Top of Page excerpt

What 'We Operate It' Actually Means

What 'We Operate It' Actually Means

Our website says we don't just build software — we operate it. Several clients have asked what that means in practice. Here is a concrete answer.

We Don't Hand Off Code

Most software agencies have a handoff moment. The project ends, the client gets the repository and a deployment, and the relationship ends or transitions to a support retainer. We don't work that way. When we build something, we remain responsible for it running — not just for it having been built.

What Running a System Means

We monitor it. We run alerting on uptime, error rates, and the key business metrics that matter for that specific system — sync job success rate, order processing time, API response time. Alerts go to us, not to the client's inbox at 3am.

We handle infrastructure: database backups, certificate renewals, dependency updates, cloud cost management. The client doesn't need to understand what's happening in the underlying stack as long as the system is running reliably.

We respond to incidents. When something goes wrong, we investigate and fix it. We don't wait for the client to notice and file a ticket — in most cases, we've already resolved the issue before anyone outside our team is aware of it.

Bottom of Page excerpt
Top of Extracted data

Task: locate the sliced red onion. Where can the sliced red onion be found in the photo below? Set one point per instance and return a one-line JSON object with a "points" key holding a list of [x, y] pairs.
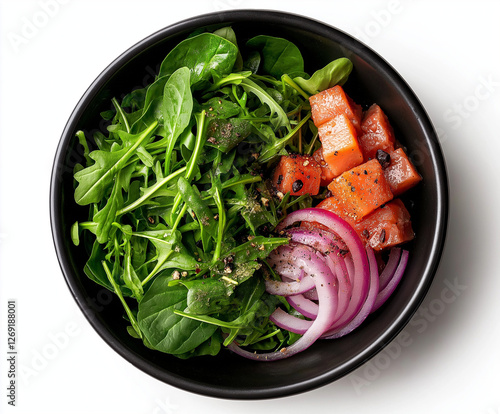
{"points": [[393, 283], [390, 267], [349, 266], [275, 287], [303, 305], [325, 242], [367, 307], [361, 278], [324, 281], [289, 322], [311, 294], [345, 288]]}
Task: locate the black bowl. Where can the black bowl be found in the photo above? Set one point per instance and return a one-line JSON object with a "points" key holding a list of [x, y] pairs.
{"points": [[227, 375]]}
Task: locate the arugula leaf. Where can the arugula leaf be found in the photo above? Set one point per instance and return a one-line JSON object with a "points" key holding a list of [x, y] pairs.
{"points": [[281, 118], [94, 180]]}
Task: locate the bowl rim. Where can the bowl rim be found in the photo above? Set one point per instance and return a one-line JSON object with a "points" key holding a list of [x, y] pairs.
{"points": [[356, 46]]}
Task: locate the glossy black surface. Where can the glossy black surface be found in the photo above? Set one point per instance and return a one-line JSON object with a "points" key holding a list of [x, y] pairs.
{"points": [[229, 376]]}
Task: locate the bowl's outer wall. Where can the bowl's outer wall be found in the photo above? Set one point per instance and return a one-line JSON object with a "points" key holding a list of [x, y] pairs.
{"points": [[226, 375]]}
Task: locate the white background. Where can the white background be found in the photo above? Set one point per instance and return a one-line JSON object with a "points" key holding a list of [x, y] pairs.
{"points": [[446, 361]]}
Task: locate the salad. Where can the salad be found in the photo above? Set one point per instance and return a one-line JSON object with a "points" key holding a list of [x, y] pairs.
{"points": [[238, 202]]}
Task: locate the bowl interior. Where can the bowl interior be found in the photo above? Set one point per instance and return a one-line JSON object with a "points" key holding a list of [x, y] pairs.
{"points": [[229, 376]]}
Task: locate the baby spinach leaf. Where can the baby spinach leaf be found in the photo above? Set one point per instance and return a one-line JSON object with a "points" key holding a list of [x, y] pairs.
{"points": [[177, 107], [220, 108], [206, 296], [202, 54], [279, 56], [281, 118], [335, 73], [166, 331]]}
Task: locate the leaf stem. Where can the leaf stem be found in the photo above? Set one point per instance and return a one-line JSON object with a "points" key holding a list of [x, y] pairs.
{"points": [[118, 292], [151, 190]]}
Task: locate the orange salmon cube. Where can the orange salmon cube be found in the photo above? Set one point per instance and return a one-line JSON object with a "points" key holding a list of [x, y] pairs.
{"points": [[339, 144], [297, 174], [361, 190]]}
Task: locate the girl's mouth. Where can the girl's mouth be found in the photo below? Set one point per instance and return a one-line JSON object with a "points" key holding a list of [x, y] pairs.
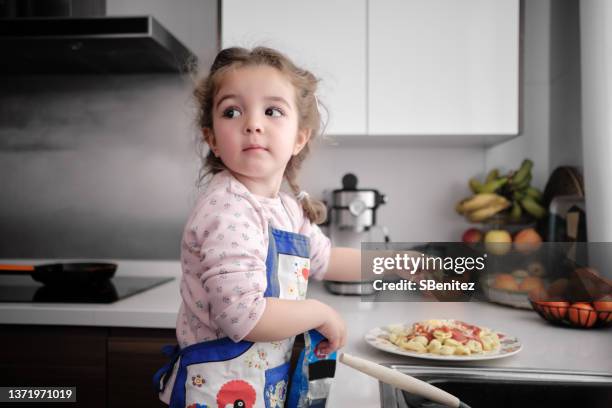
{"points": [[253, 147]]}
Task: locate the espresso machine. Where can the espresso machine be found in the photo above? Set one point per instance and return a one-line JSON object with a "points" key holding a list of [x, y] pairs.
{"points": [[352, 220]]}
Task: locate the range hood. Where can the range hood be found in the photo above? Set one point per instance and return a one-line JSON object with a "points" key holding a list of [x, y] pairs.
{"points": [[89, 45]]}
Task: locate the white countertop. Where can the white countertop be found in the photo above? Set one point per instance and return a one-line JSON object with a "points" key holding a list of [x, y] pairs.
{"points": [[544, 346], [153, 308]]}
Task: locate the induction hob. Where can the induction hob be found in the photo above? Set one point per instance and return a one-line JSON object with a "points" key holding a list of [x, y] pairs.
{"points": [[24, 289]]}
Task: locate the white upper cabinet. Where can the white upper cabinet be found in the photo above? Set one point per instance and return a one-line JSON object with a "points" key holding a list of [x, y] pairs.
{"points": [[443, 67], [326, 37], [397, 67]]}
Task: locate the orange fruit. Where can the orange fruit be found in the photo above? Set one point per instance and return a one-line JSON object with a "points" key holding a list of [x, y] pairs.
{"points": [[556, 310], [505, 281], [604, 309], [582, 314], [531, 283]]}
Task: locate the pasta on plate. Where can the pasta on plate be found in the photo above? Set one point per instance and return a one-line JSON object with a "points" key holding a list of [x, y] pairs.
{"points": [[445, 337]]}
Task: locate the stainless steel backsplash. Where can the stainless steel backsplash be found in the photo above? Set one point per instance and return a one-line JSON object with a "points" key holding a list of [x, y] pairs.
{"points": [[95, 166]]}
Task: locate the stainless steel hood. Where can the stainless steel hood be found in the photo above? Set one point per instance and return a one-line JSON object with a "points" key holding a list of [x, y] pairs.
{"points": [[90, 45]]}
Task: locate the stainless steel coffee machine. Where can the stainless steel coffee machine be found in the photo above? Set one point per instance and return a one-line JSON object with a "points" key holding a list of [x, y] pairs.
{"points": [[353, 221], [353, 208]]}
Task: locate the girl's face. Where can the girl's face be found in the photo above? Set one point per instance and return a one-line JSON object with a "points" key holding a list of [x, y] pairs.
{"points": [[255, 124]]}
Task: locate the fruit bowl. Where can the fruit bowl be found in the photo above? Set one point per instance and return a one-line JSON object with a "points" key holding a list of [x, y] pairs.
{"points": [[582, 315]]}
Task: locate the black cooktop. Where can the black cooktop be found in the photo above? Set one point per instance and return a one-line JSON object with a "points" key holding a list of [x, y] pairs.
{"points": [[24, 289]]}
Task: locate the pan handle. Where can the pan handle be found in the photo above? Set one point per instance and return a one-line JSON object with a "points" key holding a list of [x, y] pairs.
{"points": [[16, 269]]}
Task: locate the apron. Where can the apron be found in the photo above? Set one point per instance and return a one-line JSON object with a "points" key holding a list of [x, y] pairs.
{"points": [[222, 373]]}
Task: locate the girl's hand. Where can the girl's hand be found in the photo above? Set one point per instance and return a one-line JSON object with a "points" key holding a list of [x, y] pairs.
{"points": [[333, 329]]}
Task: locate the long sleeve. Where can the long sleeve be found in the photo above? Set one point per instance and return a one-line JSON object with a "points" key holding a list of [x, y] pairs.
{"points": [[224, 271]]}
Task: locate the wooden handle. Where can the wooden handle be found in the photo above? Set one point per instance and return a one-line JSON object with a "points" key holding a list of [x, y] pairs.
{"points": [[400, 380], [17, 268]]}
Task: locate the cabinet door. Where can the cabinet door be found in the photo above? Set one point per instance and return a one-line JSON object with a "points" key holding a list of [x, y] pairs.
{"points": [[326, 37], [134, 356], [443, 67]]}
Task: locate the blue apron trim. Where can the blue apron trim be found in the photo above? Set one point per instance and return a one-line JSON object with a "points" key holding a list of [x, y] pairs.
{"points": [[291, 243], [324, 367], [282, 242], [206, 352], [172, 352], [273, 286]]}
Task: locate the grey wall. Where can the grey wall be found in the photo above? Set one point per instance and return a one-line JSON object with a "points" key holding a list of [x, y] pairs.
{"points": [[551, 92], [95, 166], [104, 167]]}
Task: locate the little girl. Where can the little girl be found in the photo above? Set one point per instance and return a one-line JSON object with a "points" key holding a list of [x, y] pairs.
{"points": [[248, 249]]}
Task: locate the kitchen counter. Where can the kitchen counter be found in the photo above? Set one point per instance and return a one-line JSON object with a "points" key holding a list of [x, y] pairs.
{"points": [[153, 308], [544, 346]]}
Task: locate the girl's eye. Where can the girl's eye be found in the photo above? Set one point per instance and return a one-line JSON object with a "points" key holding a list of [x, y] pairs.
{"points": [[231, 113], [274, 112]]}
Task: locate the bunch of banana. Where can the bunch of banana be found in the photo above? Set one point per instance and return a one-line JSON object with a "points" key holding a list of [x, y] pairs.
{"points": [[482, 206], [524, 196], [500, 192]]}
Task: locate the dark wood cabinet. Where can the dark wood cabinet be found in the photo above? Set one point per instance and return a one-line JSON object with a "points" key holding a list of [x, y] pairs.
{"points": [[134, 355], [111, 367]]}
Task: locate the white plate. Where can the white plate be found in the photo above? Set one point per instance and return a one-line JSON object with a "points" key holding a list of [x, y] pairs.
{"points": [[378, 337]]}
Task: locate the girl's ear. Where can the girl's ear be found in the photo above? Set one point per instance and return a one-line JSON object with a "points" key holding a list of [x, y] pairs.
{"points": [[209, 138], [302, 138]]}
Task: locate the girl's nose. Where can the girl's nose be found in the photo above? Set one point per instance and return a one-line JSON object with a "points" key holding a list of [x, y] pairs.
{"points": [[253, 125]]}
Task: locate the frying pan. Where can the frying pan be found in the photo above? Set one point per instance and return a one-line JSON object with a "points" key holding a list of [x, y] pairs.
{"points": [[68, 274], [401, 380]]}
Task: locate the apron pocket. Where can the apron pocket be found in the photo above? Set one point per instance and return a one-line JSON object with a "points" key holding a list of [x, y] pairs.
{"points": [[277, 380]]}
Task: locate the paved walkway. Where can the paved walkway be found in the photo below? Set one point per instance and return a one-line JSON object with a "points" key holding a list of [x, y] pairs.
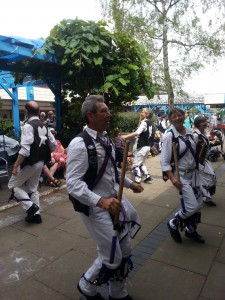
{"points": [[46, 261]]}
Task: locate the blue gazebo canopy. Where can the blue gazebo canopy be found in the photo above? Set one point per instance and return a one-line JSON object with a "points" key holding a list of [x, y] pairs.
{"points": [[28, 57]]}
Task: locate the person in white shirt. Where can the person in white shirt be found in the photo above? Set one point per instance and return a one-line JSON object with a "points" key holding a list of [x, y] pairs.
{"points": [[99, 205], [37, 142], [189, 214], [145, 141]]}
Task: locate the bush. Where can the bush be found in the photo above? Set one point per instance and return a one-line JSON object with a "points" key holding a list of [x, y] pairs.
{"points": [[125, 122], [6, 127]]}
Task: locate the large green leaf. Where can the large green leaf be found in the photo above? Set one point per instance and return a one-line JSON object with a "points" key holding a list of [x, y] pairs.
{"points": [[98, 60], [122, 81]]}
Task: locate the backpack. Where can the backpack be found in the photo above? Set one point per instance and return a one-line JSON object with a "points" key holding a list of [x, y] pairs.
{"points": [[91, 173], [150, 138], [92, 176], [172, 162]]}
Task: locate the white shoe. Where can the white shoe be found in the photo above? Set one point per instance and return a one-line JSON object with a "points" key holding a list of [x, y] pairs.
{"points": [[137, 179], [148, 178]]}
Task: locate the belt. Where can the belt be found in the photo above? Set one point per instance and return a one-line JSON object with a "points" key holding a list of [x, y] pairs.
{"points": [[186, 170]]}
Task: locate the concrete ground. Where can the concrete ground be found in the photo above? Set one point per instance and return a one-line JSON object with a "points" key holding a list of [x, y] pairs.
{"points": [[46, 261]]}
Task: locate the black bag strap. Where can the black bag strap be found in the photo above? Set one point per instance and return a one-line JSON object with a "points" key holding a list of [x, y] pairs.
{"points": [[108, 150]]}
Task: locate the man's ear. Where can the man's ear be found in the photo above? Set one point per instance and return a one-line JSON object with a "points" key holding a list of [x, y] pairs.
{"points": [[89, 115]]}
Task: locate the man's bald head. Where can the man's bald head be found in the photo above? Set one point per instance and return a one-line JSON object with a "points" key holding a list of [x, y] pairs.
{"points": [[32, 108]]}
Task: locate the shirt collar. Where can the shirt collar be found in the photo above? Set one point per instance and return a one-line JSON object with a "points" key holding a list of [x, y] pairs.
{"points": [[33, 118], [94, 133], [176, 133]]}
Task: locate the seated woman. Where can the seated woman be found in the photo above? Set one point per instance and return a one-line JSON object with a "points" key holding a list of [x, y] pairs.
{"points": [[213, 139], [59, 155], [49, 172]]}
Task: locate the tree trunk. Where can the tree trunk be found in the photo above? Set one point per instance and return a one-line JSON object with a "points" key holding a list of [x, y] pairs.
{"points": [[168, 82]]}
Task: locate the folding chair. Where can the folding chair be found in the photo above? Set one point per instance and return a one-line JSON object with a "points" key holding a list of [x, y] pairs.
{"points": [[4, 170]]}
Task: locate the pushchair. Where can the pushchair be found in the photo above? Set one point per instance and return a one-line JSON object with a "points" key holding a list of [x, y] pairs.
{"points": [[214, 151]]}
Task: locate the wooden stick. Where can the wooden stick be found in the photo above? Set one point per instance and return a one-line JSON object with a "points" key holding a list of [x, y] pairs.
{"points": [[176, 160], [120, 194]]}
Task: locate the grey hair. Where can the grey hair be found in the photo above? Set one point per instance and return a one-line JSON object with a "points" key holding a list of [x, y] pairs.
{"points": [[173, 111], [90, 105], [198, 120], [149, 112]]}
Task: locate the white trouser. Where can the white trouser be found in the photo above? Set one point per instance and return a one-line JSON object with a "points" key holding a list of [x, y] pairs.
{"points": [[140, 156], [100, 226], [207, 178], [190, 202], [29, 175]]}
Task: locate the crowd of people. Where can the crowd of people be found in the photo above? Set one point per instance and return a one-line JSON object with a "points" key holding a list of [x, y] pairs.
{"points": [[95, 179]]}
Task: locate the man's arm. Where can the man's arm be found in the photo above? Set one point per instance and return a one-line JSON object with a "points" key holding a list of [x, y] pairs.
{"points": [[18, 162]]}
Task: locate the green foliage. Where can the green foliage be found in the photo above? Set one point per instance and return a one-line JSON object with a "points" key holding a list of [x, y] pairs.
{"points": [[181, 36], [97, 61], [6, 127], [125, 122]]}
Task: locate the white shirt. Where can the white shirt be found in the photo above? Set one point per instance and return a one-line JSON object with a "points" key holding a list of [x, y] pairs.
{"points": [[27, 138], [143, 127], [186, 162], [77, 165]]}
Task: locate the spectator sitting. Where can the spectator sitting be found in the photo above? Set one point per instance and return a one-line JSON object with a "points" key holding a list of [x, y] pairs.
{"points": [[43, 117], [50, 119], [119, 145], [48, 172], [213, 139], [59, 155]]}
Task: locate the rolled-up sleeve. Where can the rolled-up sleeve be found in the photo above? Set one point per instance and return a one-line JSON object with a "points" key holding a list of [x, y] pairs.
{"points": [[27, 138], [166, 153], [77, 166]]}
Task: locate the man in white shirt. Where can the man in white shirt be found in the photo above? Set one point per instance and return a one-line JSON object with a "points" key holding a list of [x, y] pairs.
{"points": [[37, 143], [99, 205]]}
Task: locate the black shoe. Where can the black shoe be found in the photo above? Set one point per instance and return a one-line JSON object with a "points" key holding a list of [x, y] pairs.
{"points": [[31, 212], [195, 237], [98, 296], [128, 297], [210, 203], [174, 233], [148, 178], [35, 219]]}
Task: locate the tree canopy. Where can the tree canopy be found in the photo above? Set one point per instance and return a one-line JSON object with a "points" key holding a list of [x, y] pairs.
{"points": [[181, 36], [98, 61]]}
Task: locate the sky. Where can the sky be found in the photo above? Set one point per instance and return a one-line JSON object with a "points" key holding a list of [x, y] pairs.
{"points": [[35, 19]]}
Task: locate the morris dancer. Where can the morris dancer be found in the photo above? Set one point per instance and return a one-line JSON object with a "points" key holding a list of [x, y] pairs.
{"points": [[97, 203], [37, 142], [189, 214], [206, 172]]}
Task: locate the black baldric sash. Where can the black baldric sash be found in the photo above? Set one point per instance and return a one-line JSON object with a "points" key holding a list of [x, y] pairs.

Bottom of Extracted data

◆ Task instructions
Copy out the full piece on what "we operate it" means, word for word, including its headings. The entries are not needed for this work.

◆ Response
What 'We Operate It' Actually Means

What 'We Operate It' Actually Means

Our website says we don't just build software — we operate it. Several clients have asked what that means in practice. Here is a concrete answer.

We Don't Hand Off Code

Most software agencies have a handoff moment. The project ends, the client gets the repository and a deployment, and the relationship ends or transitions to a support retainer. We don't work that way. When we build something, we remain responsible for it running — not just for it having been built.

What Running a System Means

We monitor it. We run alerting on uptime, error rates, and the key business metrics that matter for that specific system — sync job success rate, order processing time, API response time. Alerts go to us, not to the client's inbox at 3am.

We handle infrastructure: database backups, certificate renewals, dependency updates, cloud cost management. The client doesn't need to understand what's happening in the underlying stack as long as the system is running reliably.

We respond to incidents. When something goes wrong, we investigate and fix it. We don't wait for the client to notice and file a ticket — in most cases, we've already resolved the issue before anyone outside our team is aware of it.